*** Records supplied ***
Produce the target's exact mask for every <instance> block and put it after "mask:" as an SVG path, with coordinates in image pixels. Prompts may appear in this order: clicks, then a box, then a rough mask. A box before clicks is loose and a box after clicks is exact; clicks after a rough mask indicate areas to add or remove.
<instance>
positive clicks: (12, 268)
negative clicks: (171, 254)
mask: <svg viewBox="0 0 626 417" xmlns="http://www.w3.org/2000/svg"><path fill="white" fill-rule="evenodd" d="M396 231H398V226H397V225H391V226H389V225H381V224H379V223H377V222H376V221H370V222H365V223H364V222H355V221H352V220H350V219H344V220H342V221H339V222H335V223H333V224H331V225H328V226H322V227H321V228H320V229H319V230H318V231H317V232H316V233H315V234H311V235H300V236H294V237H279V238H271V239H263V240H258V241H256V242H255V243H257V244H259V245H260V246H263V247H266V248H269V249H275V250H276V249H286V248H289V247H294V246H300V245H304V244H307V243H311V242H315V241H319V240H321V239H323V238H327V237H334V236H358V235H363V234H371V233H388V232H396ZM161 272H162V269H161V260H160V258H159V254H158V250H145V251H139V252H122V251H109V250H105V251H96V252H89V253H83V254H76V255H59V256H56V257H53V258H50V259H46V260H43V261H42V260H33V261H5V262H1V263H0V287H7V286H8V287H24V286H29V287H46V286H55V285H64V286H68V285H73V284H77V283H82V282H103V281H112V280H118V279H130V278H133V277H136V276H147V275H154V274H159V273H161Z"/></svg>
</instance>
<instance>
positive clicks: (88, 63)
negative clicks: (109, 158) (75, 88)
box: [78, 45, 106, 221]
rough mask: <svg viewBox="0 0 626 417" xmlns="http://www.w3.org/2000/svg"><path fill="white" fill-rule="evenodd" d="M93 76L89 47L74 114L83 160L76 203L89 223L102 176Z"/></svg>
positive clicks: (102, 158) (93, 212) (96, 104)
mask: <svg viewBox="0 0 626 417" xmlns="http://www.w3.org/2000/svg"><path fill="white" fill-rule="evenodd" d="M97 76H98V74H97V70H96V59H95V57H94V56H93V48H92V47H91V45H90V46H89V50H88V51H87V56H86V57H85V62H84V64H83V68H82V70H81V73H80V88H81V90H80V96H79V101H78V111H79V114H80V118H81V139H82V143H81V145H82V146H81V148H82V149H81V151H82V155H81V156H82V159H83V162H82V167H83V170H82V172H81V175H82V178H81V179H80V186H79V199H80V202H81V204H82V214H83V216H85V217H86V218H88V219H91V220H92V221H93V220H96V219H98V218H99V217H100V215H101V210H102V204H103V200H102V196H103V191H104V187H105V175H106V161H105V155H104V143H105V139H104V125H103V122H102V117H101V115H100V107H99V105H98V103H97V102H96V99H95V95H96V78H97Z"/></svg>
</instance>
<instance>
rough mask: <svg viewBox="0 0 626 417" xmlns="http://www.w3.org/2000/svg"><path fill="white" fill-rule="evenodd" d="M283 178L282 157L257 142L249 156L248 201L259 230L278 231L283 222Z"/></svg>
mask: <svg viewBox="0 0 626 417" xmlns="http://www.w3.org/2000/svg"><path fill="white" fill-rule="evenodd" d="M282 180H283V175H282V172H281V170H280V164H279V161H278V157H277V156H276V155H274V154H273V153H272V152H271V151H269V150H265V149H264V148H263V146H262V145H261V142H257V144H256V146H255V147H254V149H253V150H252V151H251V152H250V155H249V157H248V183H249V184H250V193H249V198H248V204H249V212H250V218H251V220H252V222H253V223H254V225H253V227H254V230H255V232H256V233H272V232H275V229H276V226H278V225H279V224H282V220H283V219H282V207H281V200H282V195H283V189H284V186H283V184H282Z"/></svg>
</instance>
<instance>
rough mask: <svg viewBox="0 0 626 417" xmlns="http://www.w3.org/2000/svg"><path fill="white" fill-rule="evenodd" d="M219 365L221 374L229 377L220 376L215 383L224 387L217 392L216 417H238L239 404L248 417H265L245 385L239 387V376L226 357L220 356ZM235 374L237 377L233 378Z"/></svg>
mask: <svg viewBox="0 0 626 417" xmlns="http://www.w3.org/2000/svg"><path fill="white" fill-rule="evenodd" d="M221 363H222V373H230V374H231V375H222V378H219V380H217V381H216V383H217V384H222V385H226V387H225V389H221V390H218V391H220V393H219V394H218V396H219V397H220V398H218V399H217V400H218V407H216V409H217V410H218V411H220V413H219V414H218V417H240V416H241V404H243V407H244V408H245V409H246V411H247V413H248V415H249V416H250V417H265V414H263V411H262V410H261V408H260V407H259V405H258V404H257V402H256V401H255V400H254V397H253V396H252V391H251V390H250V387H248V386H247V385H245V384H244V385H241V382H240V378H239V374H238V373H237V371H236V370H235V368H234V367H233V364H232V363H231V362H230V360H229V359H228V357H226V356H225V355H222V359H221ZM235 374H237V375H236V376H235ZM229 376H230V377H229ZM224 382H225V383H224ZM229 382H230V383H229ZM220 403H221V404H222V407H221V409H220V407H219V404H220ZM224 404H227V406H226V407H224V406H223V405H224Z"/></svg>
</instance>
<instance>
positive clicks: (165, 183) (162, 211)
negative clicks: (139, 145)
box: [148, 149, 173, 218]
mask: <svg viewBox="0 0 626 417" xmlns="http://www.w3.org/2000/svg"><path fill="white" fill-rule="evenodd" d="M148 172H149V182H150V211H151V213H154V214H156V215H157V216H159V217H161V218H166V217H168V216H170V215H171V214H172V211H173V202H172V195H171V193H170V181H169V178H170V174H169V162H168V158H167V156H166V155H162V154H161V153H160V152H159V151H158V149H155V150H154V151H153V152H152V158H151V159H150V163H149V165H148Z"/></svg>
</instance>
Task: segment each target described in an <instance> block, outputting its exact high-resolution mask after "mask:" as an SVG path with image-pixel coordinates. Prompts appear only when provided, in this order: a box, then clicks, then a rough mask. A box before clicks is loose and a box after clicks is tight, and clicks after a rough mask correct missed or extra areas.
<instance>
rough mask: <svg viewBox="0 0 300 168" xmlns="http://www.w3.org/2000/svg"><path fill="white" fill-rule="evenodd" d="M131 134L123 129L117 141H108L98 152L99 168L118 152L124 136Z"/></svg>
*** End of Records supplied ***
*Task statement*:
If a line of the records includes the string "target", copy it out.

*Output*:
Produce the target's exact mask for every <instance> block and put it after "mask:" as an SVG path, with coordinates in image pixels. Prompts may appear in this order: clicks, then a box, then a rough mask. A box before clicks is loose and a box after clicks is exact; clicks after a rough mask indicate areas to add or remove.
Task: segment each target described in an <instance> block, outputting its exact high-resolution mask after "mask:" as an SVG path with image-pixel coordinates. Prompts appear only when provided, in this order: a box, then clicks, then a rough mask. A box before clicks is loose and a box after clicks is tight, and clicks after a rough mask correct missed or extra areas.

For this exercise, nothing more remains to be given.